### INSTRUCTIONS FOR THE TASK
Format every line of the data below as a numbered list, leaving out the blank lines.

### Labeling and segmentation records
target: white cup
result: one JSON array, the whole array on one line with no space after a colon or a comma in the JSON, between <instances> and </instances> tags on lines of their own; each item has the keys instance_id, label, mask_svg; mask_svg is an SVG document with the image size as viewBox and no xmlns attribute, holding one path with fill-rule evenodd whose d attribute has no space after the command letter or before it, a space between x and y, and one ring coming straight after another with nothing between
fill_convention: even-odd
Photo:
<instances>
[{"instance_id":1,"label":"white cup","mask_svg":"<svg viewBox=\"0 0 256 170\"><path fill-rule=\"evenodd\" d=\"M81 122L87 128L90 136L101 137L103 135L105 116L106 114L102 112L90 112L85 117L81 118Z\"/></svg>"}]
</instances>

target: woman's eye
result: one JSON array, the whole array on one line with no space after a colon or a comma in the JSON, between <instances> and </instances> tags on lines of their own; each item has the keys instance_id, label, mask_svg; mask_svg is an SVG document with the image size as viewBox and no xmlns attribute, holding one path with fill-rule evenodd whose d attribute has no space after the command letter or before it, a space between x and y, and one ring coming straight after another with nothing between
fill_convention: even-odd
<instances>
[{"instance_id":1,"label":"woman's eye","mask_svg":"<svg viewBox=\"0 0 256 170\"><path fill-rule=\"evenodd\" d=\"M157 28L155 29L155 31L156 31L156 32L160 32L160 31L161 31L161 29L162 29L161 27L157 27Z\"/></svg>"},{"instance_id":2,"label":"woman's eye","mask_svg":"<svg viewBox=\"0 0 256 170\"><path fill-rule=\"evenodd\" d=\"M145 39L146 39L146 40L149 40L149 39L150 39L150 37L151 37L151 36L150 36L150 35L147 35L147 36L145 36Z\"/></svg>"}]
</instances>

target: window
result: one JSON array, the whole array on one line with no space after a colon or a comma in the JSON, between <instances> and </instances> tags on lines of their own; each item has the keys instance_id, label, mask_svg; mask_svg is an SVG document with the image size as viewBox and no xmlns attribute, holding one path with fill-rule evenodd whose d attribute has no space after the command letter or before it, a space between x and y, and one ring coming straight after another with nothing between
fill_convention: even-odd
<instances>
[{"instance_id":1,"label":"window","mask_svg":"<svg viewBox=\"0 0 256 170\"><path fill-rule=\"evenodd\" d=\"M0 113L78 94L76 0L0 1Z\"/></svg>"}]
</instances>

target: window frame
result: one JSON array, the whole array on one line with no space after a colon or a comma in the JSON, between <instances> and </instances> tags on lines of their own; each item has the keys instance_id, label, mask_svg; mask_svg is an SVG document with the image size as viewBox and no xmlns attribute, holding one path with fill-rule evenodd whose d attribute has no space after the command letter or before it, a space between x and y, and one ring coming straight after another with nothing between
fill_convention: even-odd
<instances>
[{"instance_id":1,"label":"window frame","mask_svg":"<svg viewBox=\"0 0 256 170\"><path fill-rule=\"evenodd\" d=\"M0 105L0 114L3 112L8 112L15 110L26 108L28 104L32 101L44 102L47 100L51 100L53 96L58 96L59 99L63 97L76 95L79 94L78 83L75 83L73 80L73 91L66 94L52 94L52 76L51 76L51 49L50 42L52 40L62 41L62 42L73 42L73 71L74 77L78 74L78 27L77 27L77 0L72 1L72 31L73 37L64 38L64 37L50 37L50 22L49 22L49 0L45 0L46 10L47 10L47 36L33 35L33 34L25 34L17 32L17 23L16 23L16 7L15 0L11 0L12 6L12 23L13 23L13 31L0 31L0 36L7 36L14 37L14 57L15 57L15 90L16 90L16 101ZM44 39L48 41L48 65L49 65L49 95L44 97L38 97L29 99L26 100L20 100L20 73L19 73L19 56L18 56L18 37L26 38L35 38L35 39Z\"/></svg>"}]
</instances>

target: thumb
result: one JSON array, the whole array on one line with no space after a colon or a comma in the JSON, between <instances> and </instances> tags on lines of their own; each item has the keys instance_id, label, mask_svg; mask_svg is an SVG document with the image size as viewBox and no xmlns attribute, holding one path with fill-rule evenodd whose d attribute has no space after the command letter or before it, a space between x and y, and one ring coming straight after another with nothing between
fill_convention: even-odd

### FULL ANSWER
1. target: white cup
2. result: one JSON array, the whole array on one line with no space after a colon or a comma in the JSON, between <instances> and </instances> tags on lines of their own; each item has the keys instance_id, label, mask_svg; mask_svg is an SVG document with the image size as viewBox and no xmlns attribute, holding one path with fill-rule evenodd whose d attribute has no space after the command letter or before it, a space between x and y, and one ring coming straight after another with nothing between
3. fill_convention: even-odd
4. Photo:
5. <instances>
6. [{"instance_id":1,"label":"white cup","mask_svg":"<svg viewBox=\"0 0 256 170\"><path fill-rule=\"evenodd\" d=\"M81 122L87 128L90 136L101 137L103 135L105 116L106 114L102 112L90 112L85 117L81 118Z\"/></svg>"}]
7. </instances>
8. target: woman's eye
9. result: one JSON array, the whole array on one line with no space after a colon or a comma in the JSON, between <instances> and </instances> tags on lines of their own; each item has the keys instance_id, label, mask_svg; mask_svg is an SVG document with the image size as viewBox and no xmlns attribute, holding one path with fill-rule evenodd whose d attribute has no space after the command letter or before it, a space between x and y, and one ring coming straight after another with nothing between
10. fill_convention: even-odd
11. <instances>
12. [{"instance_id":1,"label":"woman's eye","mask_svg":"<svg viewBox=\"0 0 256 170\"><path fill-rule=\"evenodd\" d=\"M157 28L155 29L155 31L156 31L156 32L160 32L160 31L161 31L161 29L162 29L161 27L157 27Z\"/></svg>"},{"instance_id":2,"label":"woman's eye","mask_svg":"<svg viewBox=\"0 0 256 170\"><path fill-rule=\"evenodd\" d=\"M145 39L146 39L146 40L149 40L149 39L150 39L150 37L151 37L151 36L150 36L150 35L147 35L147 36L145 36Z\"/></svg>"}]
13. </instances>
14. target: window
15. result: one JSON array, the whole array on one line with no space after a colon or a comma in the JSON, between <instances> and </instances> tags on lines of their own; each item has the keys instance_id, label, mask_svg; mask_svg is an SVG document with the image size as viewBox and no xmlns attribute, holding one path with fill-rule evenodd whose d attribute has no space after the command letter or before it, a space between x and y, and one ring coming straight after another with nothing between
16. fill_convention: even-odd
17. <instances>
18. [{"instance_id":1,"label":"window","mask_svg":"<svg viewBox=\"0 0 256 170\"><path fill-rule=\"evenodd\" d=\"M0 113L78 94L76 0L0 1Z\"/></svg>"}]
19. </instances>
20. target: window frame
21. result: one JSON array, the whole array on one line with no space after a colon or a comma in the JSON, between <instances> and </instances> tags on lines of their own; each item has the keys instance_id, label, mask_svg; mask_svg is an SVG document with the image size as viewBox and no xmlns attribute, holding one path with fill-rule evenodd whose d attribute has no space after the command letter or before it, a space between x and y, and one ring coming straight after another with nothing between
22. fill_convention: even-odd
23. <instances>
24. [{"instance_id":1,"label":"window frame","mask_svg":"<svg viewBox=\"0 0 256 170\"><path fill-rule=\"evenodd\" d=\"M0 105L0 114L3 112L8 112L15 110L26 108L28 104L32 101L44 102L47 100L51 100L53 96L58 96L59 99L63 97L76 95L79 94L78 83L75 83L73 80L73 91L66 94L52 94L52 76L51 76L51 49L50 42L52 40L62 41L62 42L73 42L73 71L74 77L78 74L78 27L77 27L77 0L72 1L72 31L73 37L64 38L64 37L50 37L50 22L49 22L49 0L45 0L46 10L47 10L47 36L33 35L33 34L25 34L17 32L17 23L16 23L16 7L15 0L11 0L12 6L12 23L13 23L13 31L0 31L0 36L7 36L14 37L14 57L15 57L15 90L16 90L16 101ZM44 39L48 41L48 65L49 65L49 95L44 97L38 97L29 99L26 100L20 100L20 73L19 73L19 56L18 56L18 37L26 38L35 38L35 39Z\"/></svg>"}]
25. </instances>
26. target: thumb
27. result: one JSON array, the whole array on one line with no space after a colon or a comma in the JSON, between <instances> and </instances> tags on lines of their own; each item has the keys instance_id, label, mask_svg; mask_svg is an SVG document with the image size as viewBox and no xmlns attribute, holding one path with fill-rule evenodd whose d attribute has no space after the command letter or before it, a space between x and y, and one ring coming straight after another with nothing between
28. fill_convention: even-odd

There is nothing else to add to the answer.